Requirements —
Transcribe verbatim the portion of the partworths text that runs from "To compare the" up to and including "levels(camera$memory_format))".

To compare the two products, you just need to add up the partworths
of the levels of the products.
- For Camera A, we have \(0 − 9.957 +16.538
= 6.581\).
- For Camera B, we have \(0 − 3.799 + 6.286
= 2.487\).
From the calculation, Camera A is more preferred by consumers.
For R Lovers: R Codes
to Obtain Partworths and Make Use of Results (ignore this if you are not
familiar with R)
First, we create three vectors for three attributes with names.
Memory_Format <- setNames(rep(0,3),
levels(camera$memory_format))
Lens <- setNames(rep(0,3),
levels(camera$lens))
Price <- setNames(rep(0,3),
levels(camera$price))

(Dataset excerpts on pointing to objects)
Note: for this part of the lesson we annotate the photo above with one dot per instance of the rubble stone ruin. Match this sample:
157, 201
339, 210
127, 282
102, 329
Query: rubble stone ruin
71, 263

Output for this exercise —
To compare the two products, you just need to add up the partworths
of the levels of the products.
- For Camera A, we have \(0 − 9.957 +16.538
= 6.581\).
- For Camera B, we have \(0 − 3.799 + 6.286
= 2.487\).
From the calculation, Camera A is more preferred by consumers.
For R Lovers: R Codes
to Obtain Partworths and Make Use of Results (ignore this if you are not
familiar with R)
First, we create three vectors for three attributes with names.
Memory_Format <- setNames(rep(0,3),
levels(camera$memory_format))